__Saved data entries__:
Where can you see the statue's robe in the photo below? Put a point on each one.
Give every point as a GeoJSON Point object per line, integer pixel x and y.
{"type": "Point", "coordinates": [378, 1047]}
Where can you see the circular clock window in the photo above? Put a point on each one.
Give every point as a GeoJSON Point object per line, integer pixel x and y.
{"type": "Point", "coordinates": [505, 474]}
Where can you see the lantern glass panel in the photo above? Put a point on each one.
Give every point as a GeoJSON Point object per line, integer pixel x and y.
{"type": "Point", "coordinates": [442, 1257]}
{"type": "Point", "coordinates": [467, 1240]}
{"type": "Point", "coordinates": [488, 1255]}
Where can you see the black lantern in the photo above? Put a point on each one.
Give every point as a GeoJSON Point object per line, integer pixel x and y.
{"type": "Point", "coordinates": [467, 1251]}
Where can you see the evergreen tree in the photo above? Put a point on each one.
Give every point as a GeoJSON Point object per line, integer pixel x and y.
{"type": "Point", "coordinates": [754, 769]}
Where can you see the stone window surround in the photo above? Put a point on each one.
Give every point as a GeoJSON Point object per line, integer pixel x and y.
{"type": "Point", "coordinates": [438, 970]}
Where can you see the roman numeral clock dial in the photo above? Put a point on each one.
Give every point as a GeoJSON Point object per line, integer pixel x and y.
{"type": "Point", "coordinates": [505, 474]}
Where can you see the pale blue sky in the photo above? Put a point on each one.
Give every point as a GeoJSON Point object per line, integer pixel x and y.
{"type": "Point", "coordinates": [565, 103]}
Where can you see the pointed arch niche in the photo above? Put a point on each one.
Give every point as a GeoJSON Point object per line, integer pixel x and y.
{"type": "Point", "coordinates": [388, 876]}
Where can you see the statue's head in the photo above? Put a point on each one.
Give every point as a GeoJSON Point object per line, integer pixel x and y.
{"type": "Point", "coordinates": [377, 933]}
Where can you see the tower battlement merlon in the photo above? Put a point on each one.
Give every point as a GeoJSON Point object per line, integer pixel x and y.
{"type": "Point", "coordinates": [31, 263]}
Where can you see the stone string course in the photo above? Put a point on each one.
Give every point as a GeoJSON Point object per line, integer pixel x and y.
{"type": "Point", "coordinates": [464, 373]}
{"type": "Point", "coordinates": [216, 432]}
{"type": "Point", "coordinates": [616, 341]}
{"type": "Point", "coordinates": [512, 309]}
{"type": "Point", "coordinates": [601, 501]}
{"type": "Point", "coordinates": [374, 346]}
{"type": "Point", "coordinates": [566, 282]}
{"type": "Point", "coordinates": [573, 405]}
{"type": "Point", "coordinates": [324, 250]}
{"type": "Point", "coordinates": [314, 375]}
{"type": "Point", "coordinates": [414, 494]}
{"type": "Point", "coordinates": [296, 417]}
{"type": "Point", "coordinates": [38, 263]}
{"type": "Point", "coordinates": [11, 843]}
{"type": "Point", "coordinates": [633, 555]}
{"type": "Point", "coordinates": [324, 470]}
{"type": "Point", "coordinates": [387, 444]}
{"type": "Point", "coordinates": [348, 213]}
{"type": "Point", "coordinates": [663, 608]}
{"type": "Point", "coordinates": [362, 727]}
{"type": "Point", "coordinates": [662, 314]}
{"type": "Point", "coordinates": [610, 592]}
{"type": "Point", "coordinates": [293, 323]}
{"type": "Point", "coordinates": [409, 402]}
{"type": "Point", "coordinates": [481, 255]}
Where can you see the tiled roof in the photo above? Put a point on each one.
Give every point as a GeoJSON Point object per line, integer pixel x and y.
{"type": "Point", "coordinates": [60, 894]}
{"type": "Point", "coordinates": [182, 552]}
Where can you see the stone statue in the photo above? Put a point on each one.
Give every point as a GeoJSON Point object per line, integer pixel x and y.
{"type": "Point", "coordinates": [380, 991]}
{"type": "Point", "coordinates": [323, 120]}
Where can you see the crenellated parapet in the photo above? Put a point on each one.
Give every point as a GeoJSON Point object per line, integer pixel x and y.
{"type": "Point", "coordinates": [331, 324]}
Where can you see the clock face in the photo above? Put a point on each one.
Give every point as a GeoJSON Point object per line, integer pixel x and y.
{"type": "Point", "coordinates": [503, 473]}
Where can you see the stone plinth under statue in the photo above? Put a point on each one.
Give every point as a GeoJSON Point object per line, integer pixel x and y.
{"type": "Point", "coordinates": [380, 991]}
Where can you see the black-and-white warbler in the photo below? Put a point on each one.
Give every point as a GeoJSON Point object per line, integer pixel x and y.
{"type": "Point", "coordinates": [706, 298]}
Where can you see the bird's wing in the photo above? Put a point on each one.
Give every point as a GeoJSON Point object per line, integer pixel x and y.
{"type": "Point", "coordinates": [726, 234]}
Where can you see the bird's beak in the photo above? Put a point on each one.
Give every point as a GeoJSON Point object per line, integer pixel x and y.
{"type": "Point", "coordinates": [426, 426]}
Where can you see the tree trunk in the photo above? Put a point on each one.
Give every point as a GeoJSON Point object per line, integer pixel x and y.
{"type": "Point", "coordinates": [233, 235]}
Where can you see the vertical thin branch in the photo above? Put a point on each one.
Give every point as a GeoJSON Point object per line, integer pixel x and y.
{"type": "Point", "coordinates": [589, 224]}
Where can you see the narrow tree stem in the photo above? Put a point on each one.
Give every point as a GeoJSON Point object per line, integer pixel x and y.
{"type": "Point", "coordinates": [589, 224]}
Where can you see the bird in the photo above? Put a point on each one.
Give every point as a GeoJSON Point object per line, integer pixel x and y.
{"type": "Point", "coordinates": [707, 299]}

__SHORT PROBLEM__:
Please give every line of the rows above as a Markdown table with the columns No. and Text, numbering each line in No. and leaving out blank lines.

__RESULT OF THE TASK__:
| No. | Text |
|---|---|
| 1 | Where can you see the statue's robe in the photo below? Put a point on each one. |
| 2 | Give every point as a GeoJSON Point object per line, integer pixel x and y. |
| 3 | {"type": "Point", "coordinates": [378, 1047]} |
| 4 | Where can you see the circular clock window in the photo above? Put a point on each one. |
| 5 | Give every point as a GeoJSON Point object per line, integer pixel x and y. |
| 6 | {"type": "Point", "coordinates": [505, 474]} |
| 7 | Where can you see the lantern glass panel in the photo above? Put a point on each one. |
| 8 | Give every point as a GeoJSON Point object per line, integer pixel x and y. |
| 9 | {"type": "Point", "coordinates": [442, 1257]} |
| 10 | {"type": "Point", "coordinates": [467, 1240]} |
| 11 | {"type": "Point", "coordinates": [488, 1255]} |
| 12 | Where can you see the black lantern in the photo above? Put a point on each one. |
| 13 | Give every point as a GeoJSON Point object per line, integer pixel x and y. |
| 14 | {"type": "Point", "coordinates": [467, 1251]} |
| 15 | Where can you see the evergreen tree in the photo above? Put a point on each one. |
| 16 | Give every point as a GeoJSON Point object per line, integer pixel x and y. |
| 17 | {"type": "Point", "coordinates": [754, 769]} |
| 18 | Where can you see the stone window surround in the photo above? Put a point on each one. |
| 19 | Give every point as a GeoJSON Point object per line, integer pixel x and y. |
| 20 | {"type": "Point", "coordinates": [438, 970]} |
| 21 | Where can you see the roman numeral clock dial in the photo above? Put a point on each one. |
| 22 | Give every point as a GeoJSON Point object per line, integer pixel x and y. |
| 23 | {"type": "Point", "coordinates": [505, 474]} |
| 24 | Where can you see the pale blue sky in the photo above? Put a point on each one. |
| 25 | Give every point as a GeoJSON Point object per line, integer pixel x and y. |
| 26 | {"type": "Point", "coordinates": [565, 103]} |
| 27 | Where can you see the pointed arch niche in the photo above? Put a point on each one. |
| 28 | Give every point as a GeoJSON Point object per line, integer pixel x and y. |
| 29 | {"type": "Point", "coordinates": [388, 876]} |
| 30 | Where can you see the statue's head in the photo above? Put a point on each one. |
| 31 | Give every point as a GeoJSON Point object per line, integer pixel x and y. |
| 32 | {"type": "Point", "coordinates": [377, 933]} |
| 33 | Where can you see the tower battlement merlon in the photo above? Put a point on each one. |
| 34 | Give every point as a GeoJSON Point object per line, integer pixel x and y. |
| 35 | {"type": "Point", "coordinates": [31, 263]} |
| 36 | Where can you see the stone string course in the photo above? Put a point on each one. |
| 37 | Give every point as a GeoJSON Point object per line, integer pixel x and y. |
| 38 | {"type": "Point", "coordinates": [464, 373]} |
| 39 | {"type": "Point", "coordinates": [216, 432]} |
| 40 | {"type": "Point", "coordinates": [616, 341]} |
| 41 | {"type": "Point", "coordinates": [512, 309]} |
| 42 | {"type": "Point", "coordinates": [601, 501]} |
| 43 | {"type": "Point", "coordinates": [374, 346]} |
| 44 | {"type": "Point", "coordinates": [566, 282]} |
| 45 | {"type": "Point", "coordinates": [573, 405]} |
| 46 | {"type": "Point", "coordinates": [324, 250]} |
| 47 | {"type": "Point", "coordinates": [314, 375]} |
| 48 | {"type": "Point", "coordinates": [414, 494]} |
| 49 | {"type": "Point", "coordinates": [296, 417]} |
| 50 | {"type": "Point", "coordinates": [38, 263]} |
| 51 | {"type": "Point", "coordinates": [11, 843]} |
| 52 | {"type": "Point", "coordinates": [633, 555]} |
| 53 | {"type": "Point", "coordinates": [324, 470]} |
| 54 | {"type": "Point", "coordinates": [387, 444]} |
| 55 | {"type": "Point", "coordinates": [348, 213]} |
| 56 | {"type": "Point", "coordinates": [663, 608]} |
| 57 | {"type": "Point", "coordinates": [362, 727]} |
| 58 | {"type": "Point", "coordinates": [662, 314]} |
| 59 | {"type": "Point", "coordinates": [610, 592]} |
| 60 | {"type": "Point", "coordinates": [293, 323]} |
| 61 | {"type": "Point", "coordinates": [409, 402]} |
| 62 | {"type": "Point", "coordinates": [481, 255]} |
| 63 | Where can you see the tiled roof in the photo above? Put a point on each one. |
| 64 | Give every point as a GeoJSON Point object per line, integer pixel x and y. |
| 65 | {"type": "Point", "coordinates": [60, 894]} |
| 66 | {"type": "Point", "coordinates": [182, 552]} |
| 67 | Where can you see the stone statue in the photo above? Put a point on each one. |
| 68 | Give every point as a GeoJSON Point object per line, integer pixel x and y. |
| 69 | {"type": "Point", "coordinates": [380, 991]} |
| 70 | {"type": "Point", "coordinates": [323, 120]} |
| 71 | Where can you see the crenellated parapet in the photo above? Put a point on each one. |
| 72 | Give every point as a GeoJSON Point object per line, integer pixel x and y. |
| 73 | {"type": "Point", "coordinates": [331, 324]} |
| 74 | Where can you see the clock face in the photo above? Put a point on each one. |
| 75 | Give every point as a GeoJSON Point object per line, integer pixel x and y. |
| 76 | {"type": "Point", "coordinates": [503, 473]} |
| 77 | Where can you see the stone plinth under statue in the photo above? Put a point on each one. |
| 78 | Give every point as a GeoJSON Point object per line, integer pixel x and y. |
| 79 | {"type": "Point", "coordinates": [380, 991]} |
| 80 | Where can you see the black-and-white warbler in the photo below? Put a point on each one. |
| 81 | Give every point as a GeoJSON Point object per line, integer pixel x and y. |
| 82 | {"type": "Point", "coordinates": [706, 298]} |
| 83 | Where can you see the bird's wing in the photo above? Put a point on each one. |
| 84 | Give every point as a GeoJSON Point object per line, integer pixel x and y. |
| 85 | {"type": "Point", "coordinates": [726, 234]} |
| 86 | Where can you see the bird's beak in the photo above? Put a point on each one. |
| 87 | Give every point as a GeoJSON Point object per line, integer pixel x and y. |
| 88 | {"type": "Point", "coordinates": [426, 426]} |
| 89 | Where can you see the tree trunk in the photo above? Put a point on each one. |
| 90 | Give every point as a GeoJSON Point object per line, integer pixel x and y. |
| 91 | {"type": "Point", "coordinates": [233, 235]} |
| 92 | Where can you see the vertical thin branch in the photo above? Put a point on each one. |
| 93 | Give every point as a GeoJSON Point object per line, integer pixel x and y. |
| 94 | {"type": "Point", "coordinates": [589, 224]} |
| 95 | Where can you see the narrow tree stem in the photo above? Put a point on each one. |
| 96 | Give every point as a GeoJSON Point object per line, integer pixel x and y. |
| 97 | {"type": "Point", "coordinates": [589, 224]} |
| 98 | Where can you see the bird in the photo above? Put a point on each one. |
| 99 | Give every point as a GeoJSON Point object per line, integer pixel x and y. |
| 100 | {"type": "Point", "coordinates": [707, 299]} |